++++ Recorded information

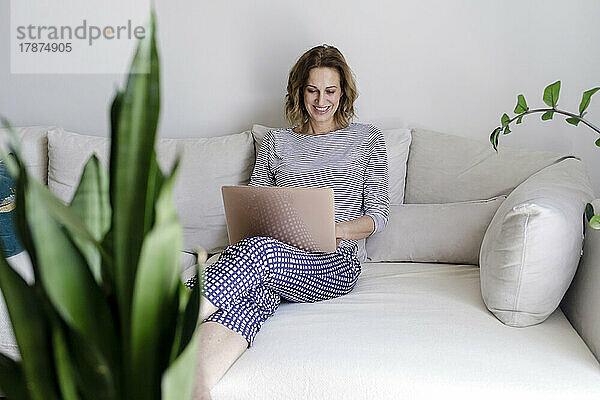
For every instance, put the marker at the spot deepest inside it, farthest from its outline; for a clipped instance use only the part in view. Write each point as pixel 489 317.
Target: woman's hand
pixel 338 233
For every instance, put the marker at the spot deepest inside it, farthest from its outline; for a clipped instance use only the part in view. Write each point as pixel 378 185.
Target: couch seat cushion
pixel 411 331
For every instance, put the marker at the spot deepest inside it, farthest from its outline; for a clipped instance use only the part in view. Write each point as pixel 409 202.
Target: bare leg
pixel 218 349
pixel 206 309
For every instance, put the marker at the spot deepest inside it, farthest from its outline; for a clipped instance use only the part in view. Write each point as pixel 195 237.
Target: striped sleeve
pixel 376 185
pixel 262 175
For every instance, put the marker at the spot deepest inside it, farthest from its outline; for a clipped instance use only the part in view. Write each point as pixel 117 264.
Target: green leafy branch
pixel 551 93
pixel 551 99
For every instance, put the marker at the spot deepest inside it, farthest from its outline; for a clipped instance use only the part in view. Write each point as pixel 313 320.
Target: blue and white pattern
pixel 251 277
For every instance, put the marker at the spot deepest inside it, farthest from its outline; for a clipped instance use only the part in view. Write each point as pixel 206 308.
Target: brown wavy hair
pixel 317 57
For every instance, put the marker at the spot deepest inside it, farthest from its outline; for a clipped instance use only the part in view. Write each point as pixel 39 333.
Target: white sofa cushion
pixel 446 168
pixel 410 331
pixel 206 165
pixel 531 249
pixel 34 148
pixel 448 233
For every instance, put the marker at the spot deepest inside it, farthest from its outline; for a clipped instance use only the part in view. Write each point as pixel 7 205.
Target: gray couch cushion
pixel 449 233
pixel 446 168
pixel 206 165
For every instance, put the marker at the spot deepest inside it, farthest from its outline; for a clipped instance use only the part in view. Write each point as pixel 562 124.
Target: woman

++++++++

■ Task brief: Please put every one of the lines above into a JSON list of strings, one string per line, with blank lines dropped and the pictures left out.

■ Task solution:
[
  "For every instance, put the marker at the spot deepest inside it, farthest from its outline; for a clipped instance use only the part in view. Write each point as pixel 489 317.",
  "Target: woman's hand",
  "pixel 338 233",
  "For every instance, put the marker at the spot deepest inside it, farthest from its outline; for a clipped instance use only the part in view. Write each point as pixel 378 185.",
  "Target: couch seat cushion",
  "pixel 411 331",
  "For every instance, put the marker at the spot deepest inside it, farthest from its outline; for a clipped instance use only the part in view. Write each point as pixel 409 202.",
  "Target: bare leg",
  "pixel 218 349",
  "pixel 206 309",
  "For every instance, put the marker at the spot deepest inside it, farthest from its outline; for a clipped instance use only the part in view. Write each point as pixel 195 237.",
  "Target: striped sleeve",
  "pixel 376 185",
  "pixel 262 175",
  "For every instance, put the marker at the spot deepest inside it, farthest from its outline; for a clipped instance use only the part in view. Write each point as pixel 117 264.",
  "Target: green leafy branch",
  "pixel 551 93",
  "pixel 551 99",
  "For every instance, put the marker at the spot deepest inside it, farthest from its outline; for a clipped instance use only the part in view. Write each point as pixel 313 320.",
  "Target: blue and white pattern",
  "pixel 251 277",
  "For every instance, put the marker at the spot deepest inside it, farthest from its outline; for a clipped instance use only the part in view. Write each point as pixel 206 308.",
  "Target: brown wavy hair",
  "pixel 317 57",
  "For every instance, put the marker at the spot deepest inside it, farthest from its outline; for a clipped instance use only the part in view. Write each point as pixel 39 333.",
  "Target: white sofa cushion",
  "pixel 446 168",
  "pixel 410 331",
  "pixel 206 165",
  "pixel 531 249",
  "pixel 34 148",
  "pixel 448 233",
  "For every instance, put the marker at the spot deepest inside it, farthest from its outline; for a clipped instance use only the part in view. Write each point as pixel 7 205.",
  "Target: gray couch cushion",
  "pixel 449 233",
  "pixel 446 168",
  "pixel 206 165",
  "For every instance, put the marker at the spot deepest inside it, farthest from its outline; for a clipped instance use only the part in view. Write each point as pixel 562 124.",
  "Target: woman"
]